> **AIM**:
Please turn the material below into a Markdown table with columns "Row" and "Line." Begin at its first line, stop after the line that contains "top-left (260, 49), bottom-right (357, 140)", and leave out blank lines.

━━━━━━━━━━━━━━━━━━━━

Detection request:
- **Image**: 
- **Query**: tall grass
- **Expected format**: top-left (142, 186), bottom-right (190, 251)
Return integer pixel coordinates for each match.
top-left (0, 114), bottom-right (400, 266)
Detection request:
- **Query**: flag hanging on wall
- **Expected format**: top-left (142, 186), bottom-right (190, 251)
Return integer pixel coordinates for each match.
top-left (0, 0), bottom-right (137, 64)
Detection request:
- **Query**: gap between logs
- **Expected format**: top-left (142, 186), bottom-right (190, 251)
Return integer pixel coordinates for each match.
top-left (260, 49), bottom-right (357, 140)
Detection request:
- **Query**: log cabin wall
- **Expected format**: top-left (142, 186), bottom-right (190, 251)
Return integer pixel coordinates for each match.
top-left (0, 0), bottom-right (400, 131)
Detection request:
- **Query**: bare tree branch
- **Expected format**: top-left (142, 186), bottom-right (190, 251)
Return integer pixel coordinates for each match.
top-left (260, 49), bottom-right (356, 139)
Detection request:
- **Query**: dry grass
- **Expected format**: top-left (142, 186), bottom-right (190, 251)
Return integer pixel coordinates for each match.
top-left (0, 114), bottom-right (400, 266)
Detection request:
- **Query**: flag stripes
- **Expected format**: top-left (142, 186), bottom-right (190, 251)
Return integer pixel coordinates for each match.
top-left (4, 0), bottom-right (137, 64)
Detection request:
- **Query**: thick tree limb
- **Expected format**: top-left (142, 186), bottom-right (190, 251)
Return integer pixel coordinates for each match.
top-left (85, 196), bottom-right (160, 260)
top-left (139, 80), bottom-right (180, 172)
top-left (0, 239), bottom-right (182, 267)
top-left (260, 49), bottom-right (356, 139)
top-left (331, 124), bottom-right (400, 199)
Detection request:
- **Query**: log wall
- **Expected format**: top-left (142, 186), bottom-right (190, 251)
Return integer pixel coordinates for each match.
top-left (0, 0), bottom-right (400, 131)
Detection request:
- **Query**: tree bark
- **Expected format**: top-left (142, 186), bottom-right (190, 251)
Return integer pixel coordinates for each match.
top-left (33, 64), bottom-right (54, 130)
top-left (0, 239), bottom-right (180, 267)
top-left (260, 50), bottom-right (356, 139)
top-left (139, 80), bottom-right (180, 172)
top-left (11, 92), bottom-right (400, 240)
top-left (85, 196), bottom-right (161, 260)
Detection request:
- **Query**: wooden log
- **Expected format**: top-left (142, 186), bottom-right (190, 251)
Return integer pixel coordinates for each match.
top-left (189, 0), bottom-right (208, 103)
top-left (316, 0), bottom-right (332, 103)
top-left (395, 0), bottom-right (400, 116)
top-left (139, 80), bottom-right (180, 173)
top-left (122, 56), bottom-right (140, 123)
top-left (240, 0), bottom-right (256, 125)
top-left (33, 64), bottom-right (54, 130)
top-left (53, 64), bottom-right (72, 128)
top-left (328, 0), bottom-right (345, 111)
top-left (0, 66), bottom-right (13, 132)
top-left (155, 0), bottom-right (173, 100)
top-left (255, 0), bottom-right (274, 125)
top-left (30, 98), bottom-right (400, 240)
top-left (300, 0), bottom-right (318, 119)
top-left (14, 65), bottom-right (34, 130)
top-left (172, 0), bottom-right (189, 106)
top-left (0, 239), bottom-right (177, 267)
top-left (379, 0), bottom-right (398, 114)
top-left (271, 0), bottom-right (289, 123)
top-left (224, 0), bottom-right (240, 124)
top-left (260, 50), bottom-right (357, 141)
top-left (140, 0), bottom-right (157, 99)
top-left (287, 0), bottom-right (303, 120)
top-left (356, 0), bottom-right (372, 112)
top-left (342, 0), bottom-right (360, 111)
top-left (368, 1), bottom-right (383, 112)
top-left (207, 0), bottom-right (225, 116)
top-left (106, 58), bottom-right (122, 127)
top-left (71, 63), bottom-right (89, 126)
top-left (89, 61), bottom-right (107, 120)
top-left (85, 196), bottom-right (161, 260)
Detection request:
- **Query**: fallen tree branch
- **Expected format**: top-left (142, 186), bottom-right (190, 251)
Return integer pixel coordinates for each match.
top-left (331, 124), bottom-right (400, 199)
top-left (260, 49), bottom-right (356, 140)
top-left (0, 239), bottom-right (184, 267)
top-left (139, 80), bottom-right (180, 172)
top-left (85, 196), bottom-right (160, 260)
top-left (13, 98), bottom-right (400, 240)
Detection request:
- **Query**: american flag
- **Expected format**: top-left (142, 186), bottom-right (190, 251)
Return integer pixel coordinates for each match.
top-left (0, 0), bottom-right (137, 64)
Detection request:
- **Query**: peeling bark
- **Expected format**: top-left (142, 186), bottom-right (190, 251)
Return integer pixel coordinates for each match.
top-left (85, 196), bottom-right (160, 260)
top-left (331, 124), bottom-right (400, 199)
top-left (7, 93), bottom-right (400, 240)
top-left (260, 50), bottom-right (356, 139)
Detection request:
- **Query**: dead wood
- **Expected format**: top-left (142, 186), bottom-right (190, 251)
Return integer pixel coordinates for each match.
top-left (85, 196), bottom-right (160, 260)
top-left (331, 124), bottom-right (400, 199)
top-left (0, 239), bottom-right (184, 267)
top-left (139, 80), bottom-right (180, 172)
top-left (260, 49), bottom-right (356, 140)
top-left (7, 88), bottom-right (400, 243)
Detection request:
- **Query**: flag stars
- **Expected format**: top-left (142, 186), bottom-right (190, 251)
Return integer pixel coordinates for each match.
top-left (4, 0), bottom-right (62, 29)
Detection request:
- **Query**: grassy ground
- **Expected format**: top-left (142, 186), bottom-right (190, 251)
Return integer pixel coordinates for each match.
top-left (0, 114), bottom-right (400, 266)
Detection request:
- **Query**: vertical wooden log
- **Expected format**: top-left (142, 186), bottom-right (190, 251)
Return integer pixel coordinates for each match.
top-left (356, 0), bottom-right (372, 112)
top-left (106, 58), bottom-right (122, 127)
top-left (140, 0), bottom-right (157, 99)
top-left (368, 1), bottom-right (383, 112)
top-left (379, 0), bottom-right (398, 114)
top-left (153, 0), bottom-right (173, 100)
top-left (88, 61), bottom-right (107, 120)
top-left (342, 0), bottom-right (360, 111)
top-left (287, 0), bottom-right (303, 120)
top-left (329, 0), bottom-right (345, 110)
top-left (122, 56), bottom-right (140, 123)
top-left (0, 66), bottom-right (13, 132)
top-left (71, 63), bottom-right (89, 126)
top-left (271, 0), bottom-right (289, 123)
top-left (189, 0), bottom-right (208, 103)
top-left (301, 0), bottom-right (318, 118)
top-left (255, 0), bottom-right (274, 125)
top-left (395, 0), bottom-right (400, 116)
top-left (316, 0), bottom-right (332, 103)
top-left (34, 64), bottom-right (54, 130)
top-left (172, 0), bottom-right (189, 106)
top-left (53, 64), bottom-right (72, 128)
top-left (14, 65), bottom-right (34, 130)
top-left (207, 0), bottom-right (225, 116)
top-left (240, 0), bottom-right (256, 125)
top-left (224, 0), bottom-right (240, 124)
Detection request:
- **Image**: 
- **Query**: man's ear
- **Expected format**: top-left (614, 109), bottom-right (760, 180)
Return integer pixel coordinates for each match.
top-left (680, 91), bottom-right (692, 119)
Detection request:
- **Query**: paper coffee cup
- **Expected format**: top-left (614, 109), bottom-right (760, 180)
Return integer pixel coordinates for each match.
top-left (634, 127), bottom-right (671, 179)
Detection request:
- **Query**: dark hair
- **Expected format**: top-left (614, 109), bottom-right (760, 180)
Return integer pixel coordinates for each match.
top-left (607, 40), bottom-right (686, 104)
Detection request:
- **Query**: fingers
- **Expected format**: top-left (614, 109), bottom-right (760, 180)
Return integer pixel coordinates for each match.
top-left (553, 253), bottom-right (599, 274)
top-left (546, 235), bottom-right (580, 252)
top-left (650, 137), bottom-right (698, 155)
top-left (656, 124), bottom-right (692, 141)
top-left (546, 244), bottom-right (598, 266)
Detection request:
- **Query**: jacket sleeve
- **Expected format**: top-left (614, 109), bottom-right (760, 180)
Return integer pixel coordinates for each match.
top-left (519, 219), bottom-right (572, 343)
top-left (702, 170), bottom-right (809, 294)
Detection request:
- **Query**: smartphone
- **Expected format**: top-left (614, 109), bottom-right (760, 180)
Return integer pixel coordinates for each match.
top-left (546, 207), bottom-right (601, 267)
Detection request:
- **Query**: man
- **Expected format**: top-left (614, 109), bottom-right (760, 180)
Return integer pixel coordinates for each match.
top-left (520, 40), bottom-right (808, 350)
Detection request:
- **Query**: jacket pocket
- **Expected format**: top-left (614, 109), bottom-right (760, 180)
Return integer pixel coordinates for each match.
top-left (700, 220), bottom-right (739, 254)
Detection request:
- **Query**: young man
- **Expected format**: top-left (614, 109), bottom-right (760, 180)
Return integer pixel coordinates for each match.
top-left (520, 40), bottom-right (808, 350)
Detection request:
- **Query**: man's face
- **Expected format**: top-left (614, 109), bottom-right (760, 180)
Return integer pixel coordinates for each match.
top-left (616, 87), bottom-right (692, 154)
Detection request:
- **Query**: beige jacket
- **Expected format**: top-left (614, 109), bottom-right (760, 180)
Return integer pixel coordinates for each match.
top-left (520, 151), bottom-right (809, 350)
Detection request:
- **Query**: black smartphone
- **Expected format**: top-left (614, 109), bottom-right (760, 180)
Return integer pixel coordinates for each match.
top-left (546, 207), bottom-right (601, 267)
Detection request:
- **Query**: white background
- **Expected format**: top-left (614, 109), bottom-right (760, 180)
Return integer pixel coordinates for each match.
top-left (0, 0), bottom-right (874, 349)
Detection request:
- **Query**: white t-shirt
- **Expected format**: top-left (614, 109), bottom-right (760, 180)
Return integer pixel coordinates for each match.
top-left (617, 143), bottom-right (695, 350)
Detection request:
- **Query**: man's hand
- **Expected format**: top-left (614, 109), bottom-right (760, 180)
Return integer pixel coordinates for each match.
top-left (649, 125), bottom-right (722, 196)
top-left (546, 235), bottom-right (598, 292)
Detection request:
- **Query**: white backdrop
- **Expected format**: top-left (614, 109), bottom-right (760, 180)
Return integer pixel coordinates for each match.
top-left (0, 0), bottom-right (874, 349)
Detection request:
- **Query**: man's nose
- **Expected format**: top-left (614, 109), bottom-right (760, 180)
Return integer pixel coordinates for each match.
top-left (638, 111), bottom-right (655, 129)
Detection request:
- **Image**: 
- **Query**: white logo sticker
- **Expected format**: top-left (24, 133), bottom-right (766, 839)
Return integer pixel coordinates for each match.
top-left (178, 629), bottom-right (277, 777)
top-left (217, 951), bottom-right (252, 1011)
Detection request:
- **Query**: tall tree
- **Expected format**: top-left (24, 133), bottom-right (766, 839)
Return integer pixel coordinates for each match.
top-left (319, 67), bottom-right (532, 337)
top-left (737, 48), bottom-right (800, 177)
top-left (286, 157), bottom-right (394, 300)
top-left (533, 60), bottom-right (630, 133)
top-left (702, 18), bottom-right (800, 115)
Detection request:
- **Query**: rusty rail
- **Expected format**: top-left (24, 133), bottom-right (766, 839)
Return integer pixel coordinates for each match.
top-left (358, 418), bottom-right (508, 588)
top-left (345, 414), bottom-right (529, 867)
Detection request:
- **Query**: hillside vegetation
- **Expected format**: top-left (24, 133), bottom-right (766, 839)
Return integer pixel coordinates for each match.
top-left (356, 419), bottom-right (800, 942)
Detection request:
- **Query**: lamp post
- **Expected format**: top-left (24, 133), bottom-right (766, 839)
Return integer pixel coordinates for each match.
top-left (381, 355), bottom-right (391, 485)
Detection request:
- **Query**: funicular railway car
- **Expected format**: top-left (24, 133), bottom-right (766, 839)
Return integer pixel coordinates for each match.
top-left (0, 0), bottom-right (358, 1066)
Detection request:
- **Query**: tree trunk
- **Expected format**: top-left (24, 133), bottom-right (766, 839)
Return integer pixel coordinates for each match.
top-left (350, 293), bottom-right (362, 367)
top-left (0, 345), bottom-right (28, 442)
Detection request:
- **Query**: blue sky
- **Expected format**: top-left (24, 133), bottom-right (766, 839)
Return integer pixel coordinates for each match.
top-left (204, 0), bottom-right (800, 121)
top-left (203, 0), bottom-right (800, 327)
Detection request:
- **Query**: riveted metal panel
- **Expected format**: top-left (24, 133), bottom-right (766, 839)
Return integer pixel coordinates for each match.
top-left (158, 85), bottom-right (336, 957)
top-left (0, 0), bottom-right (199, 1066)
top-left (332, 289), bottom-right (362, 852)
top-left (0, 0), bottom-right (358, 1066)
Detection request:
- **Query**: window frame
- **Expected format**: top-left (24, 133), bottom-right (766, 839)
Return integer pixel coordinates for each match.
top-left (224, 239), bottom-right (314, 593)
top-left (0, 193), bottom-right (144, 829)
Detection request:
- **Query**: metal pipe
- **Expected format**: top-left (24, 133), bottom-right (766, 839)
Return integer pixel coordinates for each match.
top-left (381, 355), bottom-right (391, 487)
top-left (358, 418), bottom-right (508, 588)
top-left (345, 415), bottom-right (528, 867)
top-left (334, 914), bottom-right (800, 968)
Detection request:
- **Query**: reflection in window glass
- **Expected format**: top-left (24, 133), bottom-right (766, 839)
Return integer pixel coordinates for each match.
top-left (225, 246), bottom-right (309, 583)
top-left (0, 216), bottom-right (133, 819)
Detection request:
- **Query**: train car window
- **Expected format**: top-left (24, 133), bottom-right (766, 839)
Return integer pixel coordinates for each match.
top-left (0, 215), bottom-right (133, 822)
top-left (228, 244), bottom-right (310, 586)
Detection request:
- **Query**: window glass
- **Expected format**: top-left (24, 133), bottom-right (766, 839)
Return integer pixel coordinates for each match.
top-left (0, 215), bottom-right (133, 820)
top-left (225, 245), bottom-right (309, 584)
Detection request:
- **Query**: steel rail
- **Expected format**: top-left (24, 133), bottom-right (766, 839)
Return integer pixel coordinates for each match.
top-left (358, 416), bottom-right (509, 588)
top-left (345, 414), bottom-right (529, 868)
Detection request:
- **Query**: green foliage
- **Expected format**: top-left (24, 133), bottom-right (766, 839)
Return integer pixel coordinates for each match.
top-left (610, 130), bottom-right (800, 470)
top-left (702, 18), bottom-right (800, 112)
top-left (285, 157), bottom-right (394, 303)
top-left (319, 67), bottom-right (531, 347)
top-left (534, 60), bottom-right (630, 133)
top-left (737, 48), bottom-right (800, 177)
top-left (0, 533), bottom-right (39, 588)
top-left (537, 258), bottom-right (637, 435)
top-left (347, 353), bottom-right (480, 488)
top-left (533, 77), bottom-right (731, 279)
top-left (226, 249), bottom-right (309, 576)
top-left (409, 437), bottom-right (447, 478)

━━━━━━━━━━━━━━━━━━━━

> **TASK RESPONSE**:
| Row | Line |
|---|---|
| 1 | Detection request: |
| 2 | - **Image**:  |
| 3 | - **Query**: tall grass |
| 4 | - **Expected format**: top-left (142, 186), bottom-right (190, 251) |
| 5 | Return integer pixel coordinates for each match. |
| 6 | top-left (0, 114), bottom-right (400, 266) |
| 7 | Detection request: |
| 8 | - **Query**: flag hanging on wall |
| 9 | - **Expected format**: top-left (142, 186), bottom-right (190, 251) |
| 10 | Return integer pixel coordinates for each match. |
| 11 | top-left (0, 0), bottom-right (137, 64) |
| 12 | Detection request: |
| 13 | - **Query**: gap between logs |
| 14 | - **Expected format**: top-left (142, 186), bottom-right (190, 251) |
| 15 | Return integer pixel coordinates for each match. |
| 16 | top-left (260, 49), bottom-right (357, 140) |